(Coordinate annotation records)
::::::::

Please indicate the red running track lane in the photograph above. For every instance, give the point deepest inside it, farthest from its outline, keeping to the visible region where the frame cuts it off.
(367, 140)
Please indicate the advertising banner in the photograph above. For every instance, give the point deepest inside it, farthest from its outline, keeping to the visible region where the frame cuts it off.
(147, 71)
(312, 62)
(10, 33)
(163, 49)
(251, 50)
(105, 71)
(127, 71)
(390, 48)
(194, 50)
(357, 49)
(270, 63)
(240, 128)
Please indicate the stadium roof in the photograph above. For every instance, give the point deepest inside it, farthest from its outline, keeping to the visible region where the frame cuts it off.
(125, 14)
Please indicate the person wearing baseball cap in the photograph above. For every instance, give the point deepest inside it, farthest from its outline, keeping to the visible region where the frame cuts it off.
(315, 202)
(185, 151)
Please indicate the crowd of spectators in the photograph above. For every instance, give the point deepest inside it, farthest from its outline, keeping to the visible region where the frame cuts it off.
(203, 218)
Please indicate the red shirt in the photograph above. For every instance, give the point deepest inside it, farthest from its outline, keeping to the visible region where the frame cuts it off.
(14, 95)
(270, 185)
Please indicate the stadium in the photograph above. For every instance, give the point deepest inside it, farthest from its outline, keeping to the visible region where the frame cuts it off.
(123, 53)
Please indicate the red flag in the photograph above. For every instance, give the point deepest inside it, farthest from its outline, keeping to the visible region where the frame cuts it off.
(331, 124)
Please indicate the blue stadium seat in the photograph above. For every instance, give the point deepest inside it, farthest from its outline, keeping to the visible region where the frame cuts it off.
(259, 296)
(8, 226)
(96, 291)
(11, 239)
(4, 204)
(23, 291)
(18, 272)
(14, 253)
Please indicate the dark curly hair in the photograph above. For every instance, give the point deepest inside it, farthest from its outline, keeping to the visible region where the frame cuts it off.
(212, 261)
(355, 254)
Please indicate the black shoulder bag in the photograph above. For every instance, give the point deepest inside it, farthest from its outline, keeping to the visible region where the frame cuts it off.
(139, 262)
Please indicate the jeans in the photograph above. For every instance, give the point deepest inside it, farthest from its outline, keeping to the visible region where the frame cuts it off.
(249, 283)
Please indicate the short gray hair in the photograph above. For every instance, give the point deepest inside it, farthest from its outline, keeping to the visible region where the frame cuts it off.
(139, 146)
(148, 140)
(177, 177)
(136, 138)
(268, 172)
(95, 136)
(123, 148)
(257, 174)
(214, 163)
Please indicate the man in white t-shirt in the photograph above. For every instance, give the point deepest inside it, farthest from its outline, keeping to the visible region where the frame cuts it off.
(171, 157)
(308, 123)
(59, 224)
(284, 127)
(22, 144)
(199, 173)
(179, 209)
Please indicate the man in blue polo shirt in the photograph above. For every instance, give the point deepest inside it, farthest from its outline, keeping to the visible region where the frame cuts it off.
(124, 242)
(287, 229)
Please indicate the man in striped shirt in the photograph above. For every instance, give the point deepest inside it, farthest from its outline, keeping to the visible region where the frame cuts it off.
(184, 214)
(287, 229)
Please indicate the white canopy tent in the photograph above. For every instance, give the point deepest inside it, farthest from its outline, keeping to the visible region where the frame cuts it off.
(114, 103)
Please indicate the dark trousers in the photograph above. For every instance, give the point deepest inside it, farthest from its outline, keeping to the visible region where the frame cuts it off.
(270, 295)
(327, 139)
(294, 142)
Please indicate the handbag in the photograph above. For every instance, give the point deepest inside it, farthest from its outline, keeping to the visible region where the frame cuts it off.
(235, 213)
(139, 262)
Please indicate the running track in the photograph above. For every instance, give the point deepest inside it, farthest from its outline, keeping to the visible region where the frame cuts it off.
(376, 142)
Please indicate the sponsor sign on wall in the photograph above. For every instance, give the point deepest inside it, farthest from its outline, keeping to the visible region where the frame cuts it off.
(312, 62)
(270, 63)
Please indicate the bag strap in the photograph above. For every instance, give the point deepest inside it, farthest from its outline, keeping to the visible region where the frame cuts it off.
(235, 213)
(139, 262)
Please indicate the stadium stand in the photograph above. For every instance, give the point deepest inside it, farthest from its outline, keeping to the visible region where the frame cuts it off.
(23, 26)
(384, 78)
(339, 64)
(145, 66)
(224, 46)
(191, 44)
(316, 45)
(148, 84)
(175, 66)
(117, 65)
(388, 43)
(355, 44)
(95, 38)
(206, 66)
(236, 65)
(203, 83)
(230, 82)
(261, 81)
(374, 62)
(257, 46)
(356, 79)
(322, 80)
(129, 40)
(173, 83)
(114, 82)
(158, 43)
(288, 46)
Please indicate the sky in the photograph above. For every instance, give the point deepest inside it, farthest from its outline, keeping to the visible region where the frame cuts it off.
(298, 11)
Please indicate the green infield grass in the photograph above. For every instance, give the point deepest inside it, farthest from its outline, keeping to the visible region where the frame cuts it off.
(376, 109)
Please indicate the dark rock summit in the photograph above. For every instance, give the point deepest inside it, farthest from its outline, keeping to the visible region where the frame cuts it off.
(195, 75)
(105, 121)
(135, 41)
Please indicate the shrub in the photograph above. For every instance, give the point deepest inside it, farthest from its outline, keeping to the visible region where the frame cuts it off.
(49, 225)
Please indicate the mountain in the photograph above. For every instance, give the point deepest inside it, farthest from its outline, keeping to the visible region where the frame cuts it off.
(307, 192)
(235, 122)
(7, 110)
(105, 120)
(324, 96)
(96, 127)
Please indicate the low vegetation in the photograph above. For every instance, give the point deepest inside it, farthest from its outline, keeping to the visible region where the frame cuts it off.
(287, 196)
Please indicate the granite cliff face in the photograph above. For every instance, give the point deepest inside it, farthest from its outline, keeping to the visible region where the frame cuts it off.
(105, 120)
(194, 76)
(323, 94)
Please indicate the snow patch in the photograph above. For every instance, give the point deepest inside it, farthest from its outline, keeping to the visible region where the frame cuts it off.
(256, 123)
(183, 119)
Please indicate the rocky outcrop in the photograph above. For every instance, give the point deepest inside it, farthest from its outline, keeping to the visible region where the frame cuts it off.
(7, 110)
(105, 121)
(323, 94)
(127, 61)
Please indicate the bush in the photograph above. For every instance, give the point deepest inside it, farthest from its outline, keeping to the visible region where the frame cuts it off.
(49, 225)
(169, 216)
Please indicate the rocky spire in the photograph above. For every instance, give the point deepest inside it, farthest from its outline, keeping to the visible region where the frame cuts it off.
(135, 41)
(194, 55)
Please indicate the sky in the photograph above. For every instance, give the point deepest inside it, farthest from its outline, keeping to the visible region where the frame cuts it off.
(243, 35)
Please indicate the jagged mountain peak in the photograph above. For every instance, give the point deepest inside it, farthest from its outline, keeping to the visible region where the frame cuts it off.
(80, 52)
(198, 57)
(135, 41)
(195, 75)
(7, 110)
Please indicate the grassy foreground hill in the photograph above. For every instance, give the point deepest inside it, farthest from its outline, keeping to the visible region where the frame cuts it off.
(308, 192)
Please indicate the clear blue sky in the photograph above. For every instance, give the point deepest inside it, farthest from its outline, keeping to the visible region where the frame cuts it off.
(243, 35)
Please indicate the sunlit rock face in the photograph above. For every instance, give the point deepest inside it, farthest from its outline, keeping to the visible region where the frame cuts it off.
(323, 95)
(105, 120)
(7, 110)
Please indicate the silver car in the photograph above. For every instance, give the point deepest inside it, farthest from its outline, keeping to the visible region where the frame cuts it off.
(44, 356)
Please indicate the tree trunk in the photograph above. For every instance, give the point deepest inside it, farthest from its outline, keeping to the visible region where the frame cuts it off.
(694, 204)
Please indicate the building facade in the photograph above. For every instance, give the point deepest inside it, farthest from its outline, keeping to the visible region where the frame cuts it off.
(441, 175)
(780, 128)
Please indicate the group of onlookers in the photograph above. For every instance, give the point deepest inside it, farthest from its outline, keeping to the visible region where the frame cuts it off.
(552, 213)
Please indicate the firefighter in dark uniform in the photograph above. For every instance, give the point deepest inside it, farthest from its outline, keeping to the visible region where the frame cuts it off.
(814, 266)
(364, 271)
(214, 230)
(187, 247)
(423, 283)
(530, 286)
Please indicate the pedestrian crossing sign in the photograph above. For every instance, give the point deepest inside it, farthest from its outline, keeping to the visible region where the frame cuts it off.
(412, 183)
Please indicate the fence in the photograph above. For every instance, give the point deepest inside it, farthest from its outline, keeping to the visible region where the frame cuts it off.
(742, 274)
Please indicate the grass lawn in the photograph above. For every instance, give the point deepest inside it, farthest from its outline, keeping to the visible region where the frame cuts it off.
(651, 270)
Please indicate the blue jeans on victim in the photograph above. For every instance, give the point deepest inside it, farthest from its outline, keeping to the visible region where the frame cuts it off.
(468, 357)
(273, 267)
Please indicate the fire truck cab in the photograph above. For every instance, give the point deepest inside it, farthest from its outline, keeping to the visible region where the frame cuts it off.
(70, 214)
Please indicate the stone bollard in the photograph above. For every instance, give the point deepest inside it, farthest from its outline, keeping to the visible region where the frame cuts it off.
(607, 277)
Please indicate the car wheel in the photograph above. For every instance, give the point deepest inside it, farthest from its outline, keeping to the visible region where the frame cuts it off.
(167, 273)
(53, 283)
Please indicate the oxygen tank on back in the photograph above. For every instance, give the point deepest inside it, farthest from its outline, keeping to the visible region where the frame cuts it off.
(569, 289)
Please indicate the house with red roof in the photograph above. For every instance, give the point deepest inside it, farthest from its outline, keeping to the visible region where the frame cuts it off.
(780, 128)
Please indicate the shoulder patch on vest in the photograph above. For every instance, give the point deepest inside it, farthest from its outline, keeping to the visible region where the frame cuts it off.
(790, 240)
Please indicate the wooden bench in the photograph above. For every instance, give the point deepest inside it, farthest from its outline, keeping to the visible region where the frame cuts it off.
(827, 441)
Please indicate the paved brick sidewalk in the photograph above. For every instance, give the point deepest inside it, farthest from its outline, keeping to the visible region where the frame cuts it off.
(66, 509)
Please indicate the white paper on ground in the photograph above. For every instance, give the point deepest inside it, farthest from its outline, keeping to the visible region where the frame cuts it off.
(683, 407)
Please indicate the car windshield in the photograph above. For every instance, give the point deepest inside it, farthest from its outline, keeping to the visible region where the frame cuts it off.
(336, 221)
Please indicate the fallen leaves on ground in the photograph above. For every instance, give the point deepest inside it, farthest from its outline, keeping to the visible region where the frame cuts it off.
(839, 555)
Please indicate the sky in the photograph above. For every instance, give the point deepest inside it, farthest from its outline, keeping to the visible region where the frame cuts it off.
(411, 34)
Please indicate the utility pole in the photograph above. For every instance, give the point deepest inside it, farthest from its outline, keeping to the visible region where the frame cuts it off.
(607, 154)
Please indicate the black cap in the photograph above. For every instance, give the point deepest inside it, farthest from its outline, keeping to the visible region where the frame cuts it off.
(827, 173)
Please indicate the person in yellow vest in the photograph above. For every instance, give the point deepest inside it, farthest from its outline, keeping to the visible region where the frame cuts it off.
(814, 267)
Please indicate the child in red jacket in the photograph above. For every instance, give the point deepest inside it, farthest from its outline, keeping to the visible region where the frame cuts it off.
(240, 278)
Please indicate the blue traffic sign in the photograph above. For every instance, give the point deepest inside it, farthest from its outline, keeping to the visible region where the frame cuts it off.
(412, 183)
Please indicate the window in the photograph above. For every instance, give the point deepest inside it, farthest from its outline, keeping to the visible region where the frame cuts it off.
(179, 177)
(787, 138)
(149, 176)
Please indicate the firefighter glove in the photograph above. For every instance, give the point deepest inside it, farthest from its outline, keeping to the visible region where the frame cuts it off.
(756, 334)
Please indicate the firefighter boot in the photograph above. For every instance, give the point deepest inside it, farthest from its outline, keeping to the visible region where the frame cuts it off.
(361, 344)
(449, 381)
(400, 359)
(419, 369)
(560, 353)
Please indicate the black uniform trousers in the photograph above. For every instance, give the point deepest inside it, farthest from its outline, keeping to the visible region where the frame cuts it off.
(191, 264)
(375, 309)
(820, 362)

::::::::

DESCRIPTION OF THE TASK:
Rewrite every line from the one containing "Please indicate the firefighter glove" down to the end of the records, shifting each coordinate value in the answers up by 86.

SOLVED PROBLEM:
Please indicate the firefighter glove in the photograph above. For every instance, give the point deepest inside it, farthest from its outline, keeping to the visible region where the frame cuts it off.
(842, 420)
Please indicate the firefighter boot in the photograph above. For every instance, give the point deepest inside it, farthest from its outline, keeping to the visible region where the frame cuts it off.
(447, 430)
(535, 467)
(486, 445)
(505, 455)
(646, 439)
Please indicate the black uniform trousers in the photograph above. For every instance, give the point deepest inside it, farthest from its outline, keeping to the visible region where the frame cuts it off.
(277, 350)
(461, 395)
(906, 448)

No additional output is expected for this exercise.